● **RECORD EXCERPTS**
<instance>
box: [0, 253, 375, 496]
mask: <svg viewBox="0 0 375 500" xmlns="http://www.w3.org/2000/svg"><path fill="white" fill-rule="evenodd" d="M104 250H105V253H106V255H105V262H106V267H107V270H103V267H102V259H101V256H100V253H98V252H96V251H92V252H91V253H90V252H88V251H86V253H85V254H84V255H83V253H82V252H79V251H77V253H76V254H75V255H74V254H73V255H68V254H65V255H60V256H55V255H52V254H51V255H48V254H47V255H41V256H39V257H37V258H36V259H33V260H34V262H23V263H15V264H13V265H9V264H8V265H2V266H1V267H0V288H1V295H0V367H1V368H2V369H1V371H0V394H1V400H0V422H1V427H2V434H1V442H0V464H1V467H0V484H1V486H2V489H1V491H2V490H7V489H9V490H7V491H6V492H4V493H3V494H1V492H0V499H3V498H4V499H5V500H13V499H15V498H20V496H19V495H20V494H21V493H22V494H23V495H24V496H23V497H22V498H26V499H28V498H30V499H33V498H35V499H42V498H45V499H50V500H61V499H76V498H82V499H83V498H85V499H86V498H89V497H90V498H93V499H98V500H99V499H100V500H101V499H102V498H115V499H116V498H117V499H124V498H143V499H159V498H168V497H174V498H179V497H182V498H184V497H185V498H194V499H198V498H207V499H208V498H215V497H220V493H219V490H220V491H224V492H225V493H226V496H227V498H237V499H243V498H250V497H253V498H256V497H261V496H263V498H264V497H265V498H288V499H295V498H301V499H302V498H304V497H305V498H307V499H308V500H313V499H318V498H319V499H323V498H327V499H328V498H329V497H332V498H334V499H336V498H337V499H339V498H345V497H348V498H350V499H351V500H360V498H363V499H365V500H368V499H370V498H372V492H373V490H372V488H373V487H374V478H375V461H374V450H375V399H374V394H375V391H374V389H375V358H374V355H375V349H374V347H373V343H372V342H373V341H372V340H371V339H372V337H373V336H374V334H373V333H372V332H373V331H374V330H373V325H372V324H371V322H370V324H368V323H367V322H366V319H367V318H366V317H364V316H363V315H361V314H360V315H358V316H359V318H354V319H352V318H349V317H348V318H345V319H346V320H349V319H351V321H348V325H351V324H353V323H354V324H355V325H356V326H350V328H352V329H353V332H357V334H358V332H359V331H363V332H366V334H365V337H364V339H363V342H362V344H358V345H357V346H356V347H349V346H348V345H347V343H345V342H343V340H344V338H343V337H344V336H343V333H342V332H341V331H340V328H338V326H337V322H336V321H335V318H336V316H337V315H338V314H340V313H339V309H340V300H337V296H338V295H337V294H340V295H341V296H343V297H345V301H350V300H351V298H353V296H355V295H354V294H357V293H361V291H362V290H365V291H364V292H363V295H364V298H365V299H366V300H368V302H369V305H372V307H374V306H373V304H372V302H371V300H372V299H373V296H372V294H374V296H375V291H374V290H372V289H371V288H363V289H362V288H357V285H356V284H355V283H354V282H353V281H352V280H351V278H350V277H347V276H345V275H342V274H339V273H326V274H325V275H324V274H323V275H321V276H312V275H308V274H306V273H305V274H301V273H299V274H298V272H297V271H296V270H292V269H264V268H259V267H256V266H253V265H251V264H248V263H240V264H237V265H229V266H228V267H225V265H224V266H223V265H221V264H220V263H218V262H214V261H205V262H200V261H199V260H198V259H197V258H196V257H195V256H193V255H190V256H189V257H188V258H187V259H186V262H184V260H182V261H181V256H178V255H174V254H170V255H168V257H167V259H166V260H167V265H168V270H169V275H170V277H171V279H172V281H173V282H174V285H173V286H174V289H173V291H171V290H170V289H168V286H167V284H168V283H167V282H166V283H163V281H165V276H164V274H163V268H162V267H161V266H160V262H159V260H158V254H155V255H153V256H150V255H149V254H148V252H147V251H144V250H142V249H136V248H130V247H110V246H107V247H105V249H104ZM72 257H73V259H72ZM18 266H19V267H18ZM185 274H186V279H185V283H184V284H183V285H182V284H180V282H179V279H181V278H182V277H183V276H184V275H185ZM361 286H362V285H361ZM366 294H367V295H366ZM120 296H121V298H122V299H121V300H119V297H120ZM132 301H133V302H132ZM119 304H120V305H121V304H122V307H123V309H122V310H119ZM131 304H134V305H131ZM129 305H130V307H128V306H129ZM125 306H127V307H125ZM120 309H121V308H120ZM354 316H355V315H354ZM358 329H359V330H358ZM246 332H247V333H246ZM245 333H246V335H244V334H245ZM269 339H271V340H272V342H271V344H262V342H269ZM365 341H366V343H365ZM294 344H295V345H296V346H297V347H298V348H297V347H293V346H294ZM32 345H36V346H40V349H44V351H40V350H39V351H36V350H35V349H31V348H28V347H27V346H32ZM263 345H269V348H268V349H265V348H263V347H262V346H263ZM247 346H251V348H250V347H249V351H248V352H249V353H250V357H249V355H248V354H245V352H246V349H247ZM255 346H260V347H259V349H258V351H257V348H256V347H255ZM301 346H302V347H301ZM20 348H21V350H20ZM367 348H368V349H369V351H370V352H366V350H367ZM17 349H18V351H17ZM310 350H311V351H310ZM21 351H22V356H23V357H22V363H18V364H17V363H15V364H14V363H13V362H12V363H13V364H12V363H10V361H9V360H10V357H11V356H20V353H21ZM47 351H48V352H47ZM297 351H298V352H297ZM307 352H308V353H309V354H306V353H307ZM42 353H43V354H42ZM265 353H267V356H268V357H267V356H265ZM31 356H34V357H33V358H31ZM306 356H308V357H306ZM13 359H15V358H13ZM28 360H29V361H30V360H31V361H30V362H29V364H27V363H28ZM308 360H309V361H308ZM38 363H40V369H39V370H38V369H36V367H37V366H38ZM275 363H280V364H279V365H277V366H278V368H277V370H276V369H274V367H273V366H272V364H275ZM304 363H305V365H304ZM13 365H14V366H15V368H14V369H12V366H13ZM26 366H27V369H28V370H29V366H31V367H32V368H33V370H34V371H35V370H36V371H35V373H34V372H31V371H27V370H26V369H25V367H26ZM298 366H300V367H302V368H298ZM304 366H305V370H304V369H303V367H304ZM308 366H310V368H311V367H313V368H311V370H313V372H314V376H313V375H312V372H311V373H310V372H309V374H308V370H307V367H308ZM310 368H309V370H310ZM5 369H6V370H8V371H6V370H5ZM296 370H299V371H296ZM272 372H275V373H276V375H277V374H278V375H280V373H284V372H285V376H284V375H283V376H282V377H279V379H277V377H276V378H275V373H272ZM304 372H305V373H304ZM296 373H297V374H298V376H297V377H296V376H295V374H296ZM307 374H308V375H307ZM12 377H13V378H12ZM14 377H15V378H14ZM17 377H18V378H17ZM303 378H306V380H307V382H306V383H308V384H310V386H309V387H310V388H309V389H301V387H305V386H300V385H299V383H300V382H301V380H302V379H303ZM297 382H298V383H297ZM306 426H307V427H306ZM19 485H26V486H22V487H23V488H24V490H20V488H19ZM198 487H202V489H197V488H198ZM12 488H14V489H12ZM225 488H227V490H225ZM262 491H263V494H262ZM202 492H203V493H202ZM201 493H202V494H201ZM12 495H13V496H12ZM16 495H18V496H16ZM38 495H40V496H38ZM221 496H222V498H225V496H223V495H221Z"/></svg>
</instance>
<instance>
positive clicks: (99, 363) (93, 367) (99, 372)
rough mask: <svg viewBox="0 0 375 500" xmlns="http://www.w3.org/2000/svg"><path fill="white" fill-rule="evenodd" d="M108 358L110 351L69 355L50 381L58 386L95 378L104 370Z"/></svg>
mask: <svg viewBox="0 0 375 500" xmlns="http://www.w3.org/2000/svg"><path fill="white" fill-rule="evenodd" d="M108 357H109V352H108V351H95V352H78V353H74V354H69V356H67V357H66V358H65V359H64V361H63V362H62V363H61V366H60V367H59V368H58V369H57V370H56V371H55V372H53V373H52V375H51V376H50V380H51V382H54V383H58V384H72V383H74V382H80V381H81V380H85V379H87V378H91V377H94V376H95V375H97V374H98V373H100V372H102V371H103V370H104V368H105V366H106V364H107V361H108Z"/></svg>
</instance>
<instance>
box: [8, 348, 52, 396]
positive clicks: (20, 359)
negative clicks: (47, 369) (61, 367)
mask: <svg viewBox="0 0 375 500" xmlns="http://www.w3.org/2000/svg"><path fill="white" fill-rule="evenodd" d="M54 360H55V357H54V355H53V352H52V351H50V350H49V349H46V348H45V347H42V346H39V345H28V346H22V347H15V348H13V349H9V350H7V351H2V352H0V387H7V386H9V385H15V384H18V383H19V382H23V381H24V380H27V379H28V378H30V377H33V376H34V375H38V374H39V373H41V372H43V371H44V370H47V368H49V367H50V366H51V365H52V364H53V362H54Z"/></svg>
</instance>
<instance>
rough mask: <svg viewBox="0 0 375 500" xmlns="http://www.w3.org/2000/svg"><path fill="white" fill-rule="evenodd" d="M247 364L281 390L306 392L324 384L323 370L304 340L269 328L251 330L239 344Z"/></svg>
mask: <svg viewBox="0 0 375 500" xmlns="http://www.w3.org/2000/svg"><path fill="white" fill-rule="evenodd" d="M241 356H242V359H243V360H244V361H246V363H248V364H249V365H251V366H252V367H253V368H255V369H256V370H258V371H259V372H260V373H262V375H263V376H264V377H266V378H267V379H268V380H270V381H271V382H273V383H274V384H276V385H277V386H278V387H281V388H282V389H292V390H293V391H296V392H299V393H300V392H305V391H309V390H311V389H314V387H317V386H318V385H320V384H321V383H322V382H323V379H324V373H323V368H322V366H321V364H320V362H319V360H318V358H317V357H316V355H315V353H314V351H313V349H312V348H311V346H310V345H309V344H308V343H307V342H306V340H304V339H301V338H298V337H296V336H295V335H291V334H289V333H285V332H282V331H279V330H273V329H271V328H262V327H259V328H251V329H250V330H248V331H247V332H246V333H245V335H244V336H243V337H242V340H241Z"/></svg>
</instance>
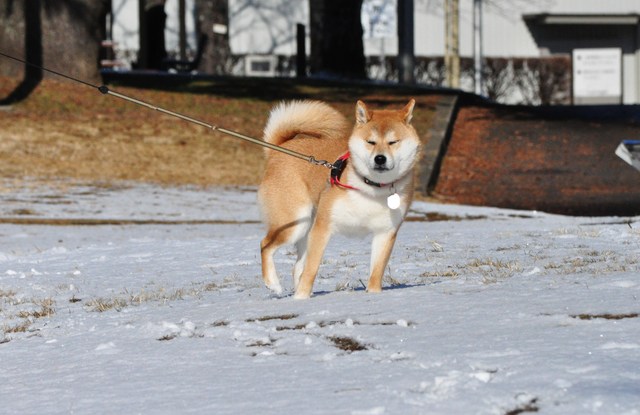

● **ABOUT THIS TASK**
Return all lines of the material above in which the word "positive" occurs.

● **ANSWER AREA**
positive clicks: (99, 363) (93, 367) (99, 372)
positive clicks: (20, 359)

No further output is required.